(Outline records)
========================================
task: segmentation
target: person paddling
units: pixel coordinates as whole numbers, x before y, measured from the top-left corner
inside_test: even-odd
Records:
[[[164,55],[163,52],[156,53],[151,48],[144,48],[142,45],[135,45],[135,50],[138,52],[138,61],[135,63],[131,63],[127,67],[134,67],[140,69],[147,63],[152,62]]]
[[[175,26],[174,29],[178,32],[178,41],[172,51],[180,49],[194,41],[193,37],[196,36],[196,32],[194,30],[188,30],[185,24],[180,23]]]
========================================
* [Requirement]
Can you rewrite every line of the material above, header lines included, with each coordinate value in the outlines multiplied by 2.35 and rounded to a whole number, halves rounded up?

* [Completed task]
task: segmentation
target: person paddling
units: pixel coordinates as whole numbers, x before y, measured from the top-left corner
inside_test: even-odd
Records:
[[[385,129],[383,122],[367,125],[355,113],[338,113],[334,106],[317,106],[317,118],[324,122],[324,143],[317,148],[308,148],[298,157],[315,157],[329,162],[345,148],[357,146]]]
[[[411,61],[409,68],[418,75],[418,96],[404,120],[423,115],[456,96],[454,87],[461,85],[461,75],[456,71],[442,71],[435,56],[423,54]]]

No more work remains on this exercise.